● Required work: Copy out every line of the data exactly; do not include the images.

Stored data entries
========================
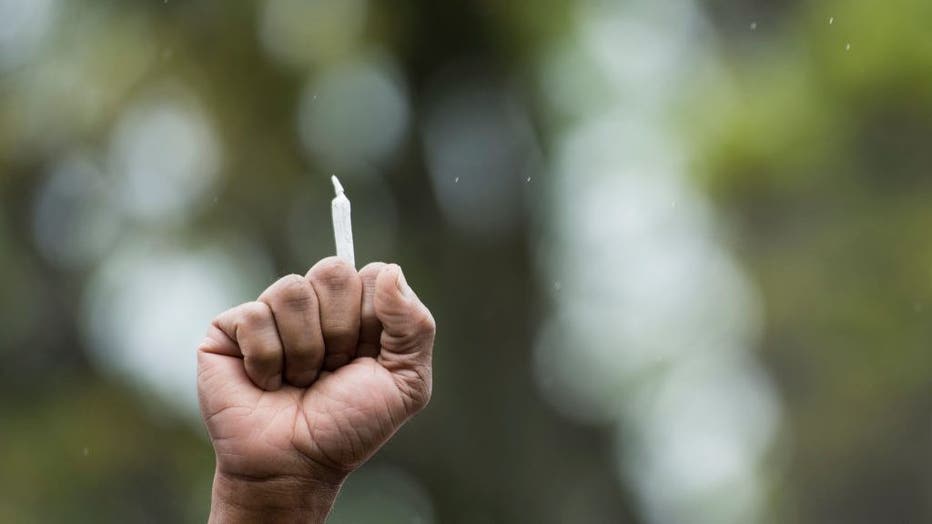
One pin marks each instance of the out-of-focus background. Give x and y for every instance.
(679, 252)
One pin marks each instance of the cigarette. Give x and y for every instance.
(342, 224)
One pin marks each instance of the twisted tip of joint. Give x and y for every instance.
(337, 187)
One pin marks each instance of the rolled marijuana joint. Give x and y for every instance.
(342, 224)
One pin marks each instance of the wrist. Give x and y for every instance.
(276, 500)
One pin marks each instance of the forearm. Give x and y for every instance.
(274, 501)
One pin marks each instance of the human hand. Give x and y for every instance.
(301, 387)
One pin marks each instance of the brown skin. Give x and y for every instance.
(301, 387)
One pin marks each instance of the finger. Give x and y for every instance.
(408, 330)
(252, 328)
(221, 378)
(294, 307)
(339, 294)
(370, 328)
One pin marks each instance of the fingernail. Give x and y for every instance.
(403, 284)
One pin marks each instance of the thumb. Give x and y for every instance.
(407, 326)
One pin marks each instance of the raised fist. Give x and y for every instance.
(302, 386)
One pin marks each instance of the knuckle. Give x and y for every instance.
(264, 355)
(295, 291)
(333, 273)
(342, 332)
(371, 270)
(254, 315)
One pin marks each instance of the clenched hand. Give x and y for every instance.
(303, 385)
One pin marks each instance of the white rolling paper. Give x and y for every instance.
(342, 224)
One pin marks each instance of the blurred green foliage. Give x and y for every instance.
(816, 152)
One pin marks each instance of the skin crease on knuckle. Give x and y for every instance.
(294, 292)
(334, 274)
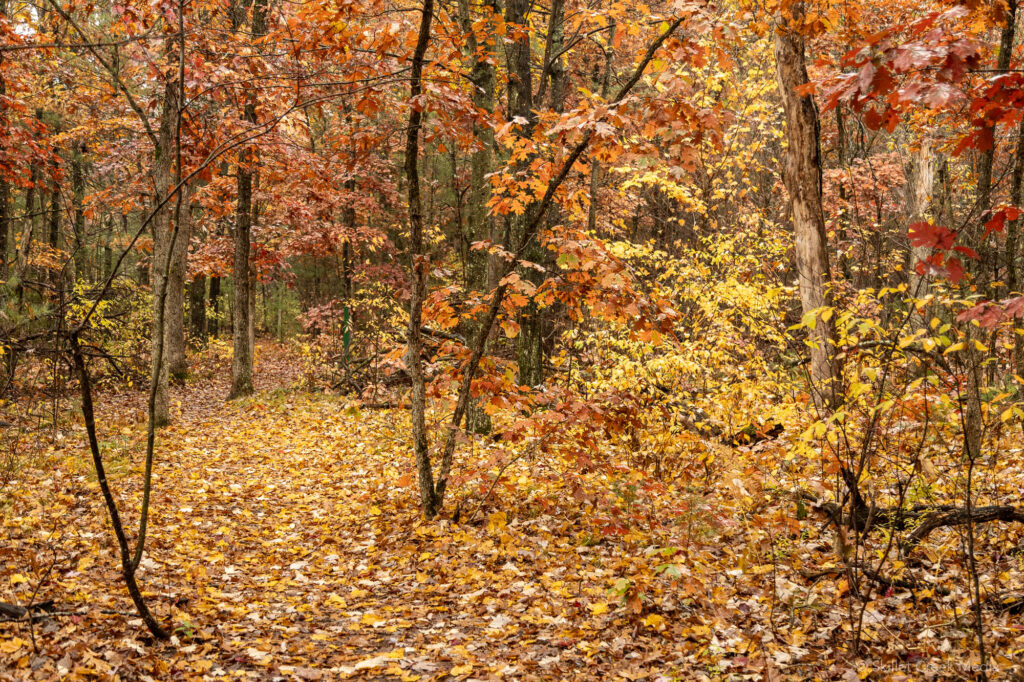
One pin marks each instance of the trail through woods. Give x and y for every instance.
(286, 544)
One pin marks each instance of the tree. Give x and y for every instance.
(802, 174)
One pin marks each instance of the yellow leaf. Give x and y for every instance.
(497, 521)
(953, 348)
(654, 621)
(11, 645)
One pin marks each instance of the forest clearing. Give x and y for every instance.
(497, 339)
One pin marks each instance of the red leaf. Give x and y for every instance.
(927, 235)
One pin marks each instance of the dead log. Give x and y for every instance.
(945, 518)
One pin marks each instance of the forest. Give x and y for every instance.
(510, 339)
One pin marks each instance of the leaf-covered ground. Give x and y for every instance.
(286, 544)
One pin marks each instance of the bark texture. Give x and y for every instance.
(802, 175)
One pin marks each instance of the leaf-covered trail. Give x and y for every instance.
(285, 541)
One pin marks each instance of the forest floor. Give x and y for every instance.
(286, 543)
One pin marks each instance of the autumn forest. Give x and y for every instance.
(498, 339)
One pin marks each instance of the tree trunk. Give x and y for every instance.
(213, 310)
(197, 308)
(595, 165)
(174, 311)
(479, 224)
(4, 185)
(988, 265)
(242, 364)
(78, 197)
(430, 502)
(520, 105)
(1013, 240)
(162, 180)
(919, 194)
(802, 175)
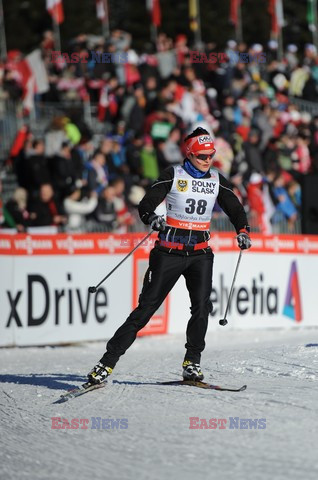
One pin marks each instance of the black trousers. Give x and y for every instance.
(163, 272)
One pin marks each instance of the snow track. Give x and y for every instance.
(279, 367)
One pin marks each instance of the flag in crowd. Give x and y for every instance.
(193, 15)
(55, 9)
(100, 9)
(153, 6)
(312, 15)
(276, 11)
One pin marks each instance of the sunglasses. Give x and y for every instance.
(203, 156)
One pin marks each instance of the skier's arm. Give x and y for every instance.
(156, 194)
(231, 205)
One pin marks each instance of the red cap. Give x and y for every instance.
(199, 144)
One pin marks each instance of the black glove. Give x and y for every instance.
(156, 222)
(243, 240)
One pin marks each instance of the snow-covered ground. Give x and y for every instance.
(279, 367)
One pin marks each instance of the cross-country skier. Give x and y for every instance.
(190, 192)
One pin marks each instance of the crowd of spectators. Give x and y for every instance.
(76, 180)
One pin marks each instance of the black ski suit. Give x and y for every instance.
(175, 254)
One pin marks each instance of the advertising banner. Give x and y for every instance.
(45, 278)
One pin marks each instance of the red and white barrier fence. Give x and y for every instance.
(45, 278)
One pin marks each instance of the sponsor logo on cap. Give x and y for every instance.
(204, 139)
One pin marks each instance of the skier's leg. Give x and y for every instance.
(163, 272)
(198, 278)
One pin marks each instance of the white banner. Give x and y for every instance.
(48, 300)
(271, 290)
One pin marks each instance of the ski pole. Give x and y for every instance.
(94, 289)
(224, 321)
========================
● Task response:
One pin marks each instance of the out-of-focus background. Give x and y for every instance.
(679, 252)
One pin marks each instance of the cigarette. Give x and y for every instance.
(342, 224)
One pin marks each instance of the twisted tip of joint. Give x and y for every instance.
(337, 187)
One pin marks each instance of the rolled marijuana joint. Give x and y for every instance.
(342, 224)
One pin marks each instance of the wrist. Give x and y for every instance.
(276, 500)
One pin marks each instance of the forearm. Give x and y for every instance.
(274, 501)
One pin marks each instance of the human hand. Give x and y for every instance.
(301, 387)
One pin marks each instance of the brown skin. Give x and y for every instance.
(301, 387)
One pin marks each instance of the finger. Give x and y for every instance.
(408, 330)
(252, 328)
(221, 378)
(294, 307)
(339, 294)
(370, 328)
One pin marks each instance of the fingernail. Give x and y for every instance.
(403, 284)
One pin marks each instance of the thumb. Give x and y for every instance.
(407, 326)
One pin marks each instance of the raised fist. Give x and y for every instance.
(302, 386)
One pin marks each instance of the knuckle. Give x and y for every instance.
(264, 355)
(295, 291)
(333, 273)
(342, 332)
(371, 270)
(254, 315)
One pin marks each instance of the clenched hand. Give x and y for every instance.
(303, 385)
One pin marks each instance of the white rolling paper. Give x and y for every instance.
(342, 224)
One pin marks each instance of the blurred green foliage. Give x and y for every instance.
(816, 152)
One pin marks each instance of the skin crease on knuckle. Give x and y for every instance.
(294, 292)
(334, 274)
One pin marks each instance of the trail through woods. Give x and y for every instance.
(286, 544)
One pin marks each instance of the tree. Give x and y for every instance.
(802, 174)
One pin marks each instance of the yellow leaf. Give x and y for every instance.
(497, 521)
(953, 348)
(654, 621)
(11, 645)
One pin marks each instance of the forest clearing. Give x and y for every instance.
(497, 339)
One pin marks each instance of the red leaf. Give x and y for every instance.
(927, 235)
One pin marks each instance of the dead log. Give x and y for every instance.
(945, 518)
One pin marks each instance of the forest. Give x and y for every instance.
(510, 339)
One pin marks each instance of the leaf-covered ground. Give x and y for every instance.
(286, 544)
One pin marks each instance of the bark texture. Give x and y for every instance.
(802, 175)
One pin marks each instance of the leaf-covered trail. Give x and y for every instance.
(285, 541)
One pin marks each instance of the forest floor. Give x and y for every instance.
(286, 543)
One pin marks each instance of the autumn forest. Give x and y for every instance.
(498, 339)
One pin marks each instance of the tree trunk. Give x and y for every instance.
(213, 310)
(197, 308)
(595, 165)
(174, 311)
(479, 224)
(4, 185)
(988, 265)
(242, 364)
(78, 197)
(430, 502)
(520, 105)
(1013, 240)
(162, 180)
(919, 194)
(802, 175)
One pin marks each instance of the black trousers. Give x and y for every instance.
(163, 272)
One pin marks each instance of the snow track. Give x and y for every instance.
(279, 367)
One pin marks each instance of the flag in crowd. Give x and y for every instance.
(193, 15)
(55, 9)
(100, 9)
(153, 6)
(312, 15)
(276, 11)
One pin marks each instance of the sunglasses. Give x and y for every instance.
(203, 156)
One pin marks each instance of the skier's arm. Give x and y for every instance.
(156, 194)
(231, 205)
One pin marks each instance of the red cap. Give x and y for every instance.
(199, 144)
One pin marks each instance of the black glove. Give x and y for every instance.
(156, 222)
(243, 240)
One pin marks each instance of the snow-covered ground. Give x and y for every instance.
(279, 367)
One pin marks each instance of the cross-country skier. Give x and y for every instance.
(190, 192)
One pin marks each instance of the crowd of spectators. Give x and y for every instance.
(76, 180)
One pin marks each instance of the black ski suit. Give x and y for every instance.
(175, 254)
One pin marks each instance of the advertising banner. Give x and y for every instance.
(45, 278)
One pin marks each instance of the red and white barrier fence. Give x and y for every instance.
(45, 278)
One pin marks each instance of the sponsor logo on cap. Give x and y for every instance.
(204, 139)
One pin marks each instance of the skier's leg. Give x and y for every instance.
(163, 272)
(198, 278)
One pin marks each instance of the white banner. Give x and y for every instance.
(48, 300)
(271, 290)
One pin marks each instance of the ski pole. Give x and y for every instance.
(94, 289)
(224, 321)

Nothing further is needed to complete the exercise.